* _TASK GOAL_
Could you write out every entry exactly as it stands?

(Items from a data source)
----
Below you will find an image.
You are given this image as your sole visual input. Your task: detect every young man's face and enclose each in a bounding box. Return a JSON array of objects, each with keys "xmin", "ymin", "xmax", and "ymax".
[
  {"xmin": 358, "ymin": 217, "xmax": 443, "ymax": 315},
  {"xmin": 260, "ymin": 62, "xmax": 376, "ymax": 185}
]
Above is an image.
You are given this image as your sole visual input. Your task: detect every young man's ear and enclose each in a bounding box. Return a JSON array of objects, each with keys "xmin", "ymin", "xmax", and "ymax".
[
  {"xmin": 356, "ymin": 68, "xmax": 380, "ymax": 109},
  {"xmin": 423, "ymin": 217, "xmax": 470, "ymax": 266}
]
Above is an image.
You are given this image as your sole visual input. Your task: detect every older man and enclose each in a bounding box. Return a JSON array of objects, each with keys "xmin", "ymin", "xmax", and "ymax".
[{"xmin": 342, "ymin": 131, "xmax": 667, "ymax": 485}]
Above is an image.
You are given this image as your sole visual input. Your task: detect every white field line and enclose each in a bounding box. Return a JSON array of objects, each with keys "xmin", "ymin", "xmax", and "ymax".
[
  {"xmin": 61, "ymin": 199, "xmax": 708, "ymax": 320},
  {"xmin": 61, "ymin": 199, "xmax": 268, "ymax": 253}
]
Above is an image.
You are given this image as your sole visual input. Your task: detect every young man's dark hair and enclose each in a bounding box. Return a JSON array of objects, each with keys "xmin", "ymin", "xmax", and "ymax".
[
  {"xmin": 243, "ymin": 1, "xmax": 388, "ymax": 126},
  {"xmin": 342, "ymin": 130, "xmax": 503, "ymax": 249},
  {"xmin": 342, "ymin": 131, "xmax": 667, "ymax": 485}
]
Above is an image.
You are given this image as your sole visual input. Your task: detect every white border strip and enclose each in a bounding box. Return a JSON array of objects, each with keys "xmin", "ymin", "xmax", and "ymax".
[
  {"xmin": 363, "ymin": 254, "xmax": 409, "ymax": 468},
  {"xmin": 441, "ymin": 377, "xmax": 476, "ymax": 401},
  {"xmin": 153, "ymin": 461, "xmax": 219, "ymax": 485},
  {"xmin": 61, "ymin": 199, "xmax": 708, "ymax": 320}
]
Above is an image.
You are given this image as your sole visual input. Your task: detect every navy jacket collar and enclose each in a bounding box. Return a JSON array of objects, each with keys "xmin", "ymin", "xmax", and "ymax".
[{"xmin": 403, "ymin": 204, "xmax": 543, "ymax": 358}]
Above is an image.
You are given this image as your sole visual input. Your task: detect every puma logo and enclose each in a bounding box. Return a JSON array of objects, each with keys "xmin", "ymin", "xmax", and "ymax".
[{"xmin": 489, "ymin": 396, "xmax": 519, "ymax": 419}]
----
* _REPLY_
Below you will find an image.
You are given this image as your sole visual input. Your task: detect every young man's face and enclose each in a bounding box. Return a JSON array of objects, each with keys "xmin", "ymin", "xmax", and "ymax".
[
  {"xmin": 358, "ymin": 217, "xmax": 443, "ymax": 315},
  {"xmin": 260, "ymin": 62, "xmax": 376, "ymax": 185}
]
Above is an image.
You are given this image as your sole visual input. Your task: detect every young man's ear and enclose each in a bounding box. Return a JSON array of objects, each with keys "xmin", "ymin", "xmax", and "ymax".
[
  {"xmin": 356, "ymin": 68, "xmax": 380, "ymax": 109},
  {"xmin": 423, "ymin": 217, "xmax": 470, "ymax": 266}
]
Above is an image.
You are given this image as your sole visual input. Your task: detect every older man and enclose each in a bounding box. Return a JSON array of objects, each with keys "xmin", "ymin", "xmax", and "ymax".
[{"xmin": 342, "ymin": 131, "xmax": 667, "ymax": 485}]
Above is an image.
You are given this image as your sole visual input. Your task: detect every white field line and enclose each in a bounding box. Return a JSON array of objects, each with keys "xmin", "ymin", "xmax", and "ymax".
[
  {"xmin": 61, "ymin": 199, "xmax": 708, "ymax": 320},
  {"xmin": 61, "ymin": 199, "xmax": 268, "ymax": 253}
]
Above is an image.
You are given this image as your sole visual input. Your task: detect every young man's dark hair and enclose each in a bounding box. Return a JSON array of objects, each with keys "xmin", "ymin", "xmax", and "ymax".
[
  {"xmin": 243, "ymin": 1, "xmax": 388, "ymax": 126},
  {"xmin": 342, "ymin": 130, "xmax": 503, "ymax": 249},
  {"xmin": 342, "ymin": 131, "xmax": 667, "ymax": 485}
]
Above is an image.
You are given this image as your sole visual input. Your task: detect every white border strip and enclose each in a bounding box. Return a JSON array of objects, each with keys "xmin", "ymin", "xmax", and "ymax".
[
  {"xmin": 363, "ymin": 254, "xmax": 409, "ymax": 468},
  {"xmin": 441, "ymin": 377, "xmax": 476, "ymax": 401},
  {"xmin": 153, "ymin": 461, "xmax": 219, "ymax": 485},
  {"xmin": 61, "ymin": 199, "xmax": 708, "ymax": 320}
]
Above is an image.
You are given this image as your sole visual input. Your task: detect every navy jacket collar and enclose each in a bounding box. Return a JSON array of objects, each with keys "xmin", "ymin", "xmax", and "ymax".
[{"xmin": 403, "ymin": 204, "xmax": 543, "ymax": 358}]
Above is an image.
You are given this image as your sole visual input. Your task: detect every puma logo and enclose each in a bounding box. Return a JSON array of objects, each with keys "xmin", "ymin", "xmax", and "ymax".
[{"xmin": 489, "ymin": 396, "xmax": 519, "ymax": 419}]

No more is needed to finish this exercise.